__WHAT YOU SHOULD DO__: Through the last line of the entries, please copy every line exactly, starting with the one that contains "Could you please annotate the pale greyish-beige".

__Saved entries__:
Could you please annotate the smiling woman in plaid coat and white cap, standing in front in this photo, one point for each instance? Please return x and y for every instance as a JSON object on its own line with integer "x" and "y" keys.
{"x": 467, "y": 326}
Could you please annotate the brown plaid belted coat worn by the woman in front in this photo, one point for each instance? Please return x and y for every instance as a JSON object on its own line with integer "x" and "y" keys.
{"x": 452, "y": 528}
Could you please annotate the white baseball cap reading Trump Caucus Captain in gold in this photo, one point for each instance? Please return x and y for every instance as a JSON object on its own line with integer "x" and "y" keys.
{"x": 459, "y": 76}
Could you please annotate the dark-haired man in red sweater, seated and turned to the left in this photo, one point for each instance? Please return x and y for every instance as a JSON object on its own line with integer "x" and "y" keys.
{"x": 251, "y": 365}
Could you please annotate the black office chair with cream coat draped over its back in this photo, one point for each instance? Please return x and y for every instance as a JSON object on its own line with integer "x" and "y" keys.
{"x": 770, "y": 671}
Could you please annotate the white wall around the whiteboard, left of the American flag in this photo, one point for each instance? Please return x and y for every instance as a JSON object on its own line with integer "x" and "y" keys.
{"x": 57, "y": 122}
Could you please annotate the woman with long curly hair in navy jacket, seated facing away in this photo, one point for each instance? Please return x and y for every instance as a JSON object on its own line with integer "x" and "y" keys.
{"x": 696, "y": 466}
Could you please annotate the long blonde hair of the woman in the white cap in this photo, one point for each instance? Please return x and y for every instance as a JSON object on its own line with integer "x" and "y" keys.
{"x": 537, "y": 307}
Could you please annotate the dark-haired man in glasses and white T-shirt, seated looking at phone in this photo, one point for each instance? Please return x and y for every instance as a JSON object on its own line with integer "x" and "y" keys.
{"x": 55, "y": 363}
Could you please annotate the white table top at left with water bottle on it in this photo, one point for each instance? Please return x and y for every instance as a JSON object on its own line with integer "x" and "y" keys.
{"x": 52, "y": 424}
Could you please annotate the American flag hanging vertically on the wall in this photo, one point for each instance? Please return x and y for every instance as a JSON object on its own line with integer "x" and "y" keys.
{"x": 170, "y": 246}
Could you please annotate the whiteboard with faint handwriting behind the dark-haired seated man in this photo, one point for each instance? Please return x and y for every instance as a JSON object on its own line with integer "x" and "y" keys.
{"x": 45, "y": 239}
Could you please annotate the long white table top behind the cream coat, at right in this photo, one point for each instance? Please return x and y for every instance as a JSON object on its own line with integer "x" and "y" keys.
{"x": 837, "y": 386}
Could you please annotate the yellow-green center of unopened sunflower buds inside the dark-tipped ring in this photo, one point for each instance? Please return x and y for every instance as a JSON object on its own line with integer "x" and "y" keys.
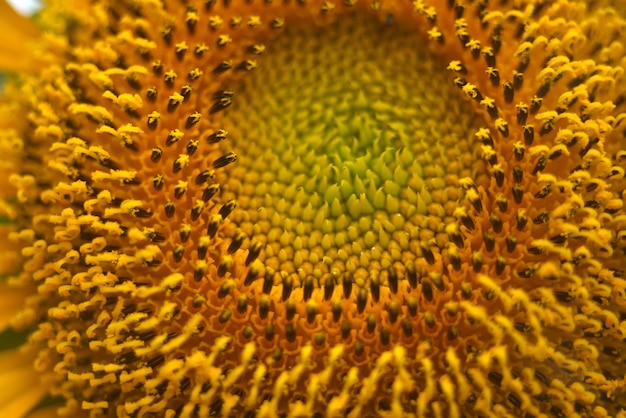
{"x": 351, "y": 145}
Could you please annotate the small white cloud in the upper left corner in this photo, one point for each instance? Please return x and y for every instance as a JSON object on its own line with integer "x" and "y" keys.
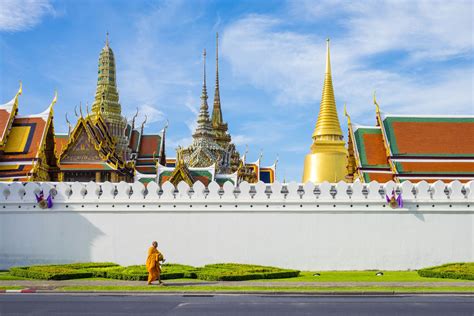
{"x": 19, "y": 15}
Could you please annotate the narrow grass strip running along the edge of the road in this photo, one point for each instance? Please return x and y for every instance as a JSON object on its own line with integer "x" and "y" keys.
{"x": 302, "y": 289}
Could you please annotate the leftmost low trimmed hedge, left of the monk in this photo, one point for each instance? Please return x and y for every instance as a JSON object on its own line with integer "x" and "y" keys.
{"x": 59, "y": 272}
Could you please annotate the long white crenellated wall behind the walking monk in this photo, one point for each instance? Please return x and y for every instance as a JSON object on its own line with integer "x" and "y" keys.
{"x": 325, "y": 227}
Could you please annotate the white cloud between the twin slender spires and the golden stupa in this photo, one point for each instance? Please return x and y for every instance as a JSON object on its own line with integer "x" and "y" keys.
{"x": 279, "y": 62}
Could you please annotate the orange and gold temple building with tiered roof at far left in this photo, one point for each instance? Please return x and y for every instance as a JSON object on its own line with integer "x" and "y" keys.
{"x": 27, "y": 144}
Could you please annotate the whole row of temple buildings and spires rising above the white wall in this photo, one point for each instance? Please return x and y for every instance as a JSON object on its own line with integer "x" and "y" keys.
{"x": 104, "y": 146}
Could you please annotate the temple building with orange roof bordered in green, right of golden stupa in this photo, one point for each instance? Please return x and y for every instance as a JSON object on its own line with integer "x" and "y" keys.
{"x": 412, "y": 147}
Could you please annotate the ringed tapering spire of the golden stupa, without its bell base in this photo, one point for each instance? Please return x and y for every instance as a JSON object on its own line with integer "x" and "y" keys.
{"x": 327, "y": 126}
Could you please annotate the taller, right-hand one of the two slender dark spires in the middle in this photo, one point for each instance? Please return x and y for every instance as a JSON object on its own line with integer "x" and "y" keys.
{"x": 220, "y": 128}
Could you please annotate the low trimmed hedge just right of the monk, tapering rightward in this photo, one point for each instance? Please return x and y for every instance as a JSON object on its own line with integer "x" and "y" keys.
{"x": 242, "y": 272}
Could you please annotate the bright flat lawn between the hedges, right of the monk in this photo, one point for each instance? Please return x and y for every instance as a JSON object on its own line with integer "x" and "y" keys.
{"x": 360, "y": 276}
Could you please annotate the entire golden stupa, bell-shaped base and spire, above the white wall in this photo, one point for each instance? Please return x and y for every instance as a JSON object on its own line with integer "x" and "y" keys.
{"x": 327, "y": 160}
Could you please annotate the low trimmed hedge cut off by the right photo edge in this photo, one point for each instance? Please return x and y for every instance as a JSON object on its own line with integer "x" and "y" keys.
{"x": 460, "y": 270}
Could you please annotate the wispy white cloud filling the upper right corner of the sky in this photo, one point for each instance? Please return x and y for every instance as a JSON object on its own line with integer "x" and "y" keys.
{"x": 433, "y": 29}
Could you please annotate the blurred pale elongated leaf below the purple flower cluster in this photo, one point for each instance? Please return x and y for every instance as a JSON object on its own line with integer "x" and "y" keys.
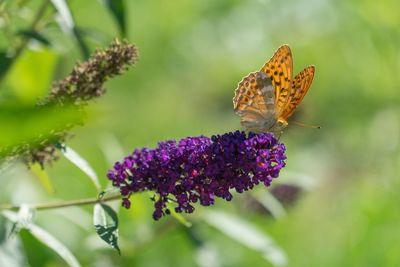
{"x": 248, "y": 235}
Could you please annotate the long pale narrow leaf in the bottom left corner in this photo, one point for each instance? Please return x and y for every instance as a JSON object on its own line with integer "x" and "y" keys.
{"x": 22, "y": 219}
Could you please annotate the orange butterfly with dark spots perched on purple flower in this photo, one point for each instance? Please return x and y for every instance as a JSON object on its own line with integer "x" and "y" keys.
{"x": 265, "y": 99}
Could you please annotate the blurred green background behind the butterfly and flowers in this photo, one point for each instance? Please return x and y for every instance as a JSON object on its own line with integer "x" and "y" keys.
{"x": 192, "y": 55}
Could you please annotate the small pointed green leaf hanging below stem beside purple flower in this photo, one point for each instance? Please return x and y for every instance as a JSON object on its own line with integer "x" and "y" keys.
{"x": 105, "y": 221}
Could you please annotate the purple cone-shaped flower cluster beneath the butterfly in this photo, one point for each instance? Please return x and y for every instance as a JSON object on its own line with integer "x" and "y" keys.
{"x": 198, "y": 169}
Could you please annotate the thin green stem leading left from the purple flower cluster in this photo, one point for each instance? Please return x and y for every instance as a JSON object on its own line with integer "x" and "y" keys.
{"x": 63, "y": 204}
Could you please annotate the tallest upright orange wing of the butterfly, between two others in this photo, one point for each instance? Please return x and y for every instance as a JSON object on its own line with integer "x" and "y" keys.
{"x": 280, "y": 70}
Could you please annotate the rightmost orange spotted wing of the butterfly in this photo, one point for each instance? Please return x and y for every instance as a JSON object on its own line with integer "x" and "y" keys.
{"x": 300, "y": 85}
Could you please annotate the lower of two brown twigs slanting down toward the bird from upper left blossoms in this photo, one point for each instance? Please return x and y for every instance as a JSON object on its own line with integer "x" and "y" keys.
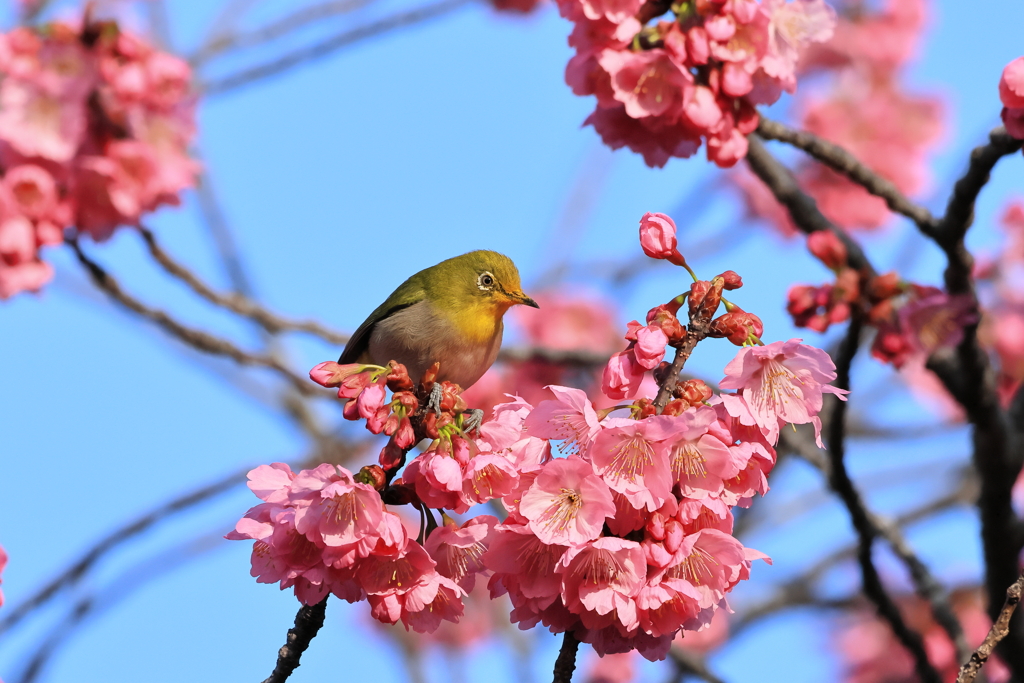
{"x": 198, "y": 339}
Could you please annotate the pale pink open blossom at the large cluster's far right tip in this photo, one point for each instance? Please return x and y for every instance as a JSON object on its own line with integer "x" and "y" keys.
{"x": 783, "y": 382}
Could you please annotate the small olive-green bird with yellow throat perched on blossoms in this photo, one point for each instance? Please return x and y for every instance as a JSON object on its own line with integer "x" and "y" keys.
{"x": 449, "y": 314}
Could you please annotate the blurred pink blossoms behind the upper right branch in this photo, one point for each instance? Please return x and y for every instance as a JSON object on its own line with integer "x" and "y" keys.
{"x": 867, "y": 111}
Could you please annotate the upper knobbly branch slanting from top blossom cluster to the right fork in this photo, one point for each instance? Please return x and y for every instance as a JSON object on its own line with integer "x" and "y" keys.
{"x": 843, "y": 162}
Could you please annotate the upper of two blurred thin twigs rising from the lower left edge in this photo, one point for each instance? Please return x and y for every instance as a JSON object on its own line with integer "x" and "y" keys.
{"x": 101, "y": 549}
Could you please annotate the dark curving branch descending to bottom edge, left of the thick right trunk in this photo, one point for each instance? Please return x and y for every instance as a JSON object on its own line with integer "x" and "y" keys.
{"x": 843, "y": 486}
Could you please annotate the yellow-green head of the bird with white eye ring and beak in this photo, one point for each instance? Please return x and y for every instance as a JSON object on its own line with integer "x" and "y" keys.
{"x": 480, "y": 280}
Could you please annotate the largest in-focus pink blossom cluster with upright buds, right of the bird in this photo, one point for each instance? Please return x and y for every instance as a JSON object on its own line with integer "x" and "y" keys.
{"x": 626, "y": 540}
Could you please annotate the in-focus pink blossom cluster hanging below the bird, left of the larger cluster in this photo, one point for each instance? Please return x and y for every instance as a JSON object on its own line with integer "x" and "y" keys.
{"x": 324, "y": 532}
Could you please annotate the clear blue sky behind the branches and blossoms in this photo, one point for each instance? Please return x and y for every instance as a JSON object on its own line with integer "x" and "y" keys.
{"x": 339, "y": 180}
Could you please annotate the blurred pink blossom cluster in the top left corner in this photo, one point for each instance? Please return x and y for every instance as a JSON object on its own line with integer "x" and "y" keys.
{"x": 95, "y": 130}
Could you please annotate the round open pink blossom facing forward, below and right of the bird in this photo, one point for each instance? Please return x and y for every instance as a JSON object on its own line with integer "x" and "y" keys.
{"x": 568, "y": 503}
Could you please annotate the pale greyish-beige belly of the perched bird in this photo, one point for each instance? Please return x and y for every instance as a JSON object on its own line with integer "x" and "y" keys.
{"x": 417, "y": 338}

__SOLUTION TO THE EXERCISE__:
Could you please annotate the pale greyish-beige belly of the perched bird in this photo, one point for each instance? Please return x and y for every instance as a JSON object on its own line with integer "x" and "y" keys.
{"x": 417, "y": 338}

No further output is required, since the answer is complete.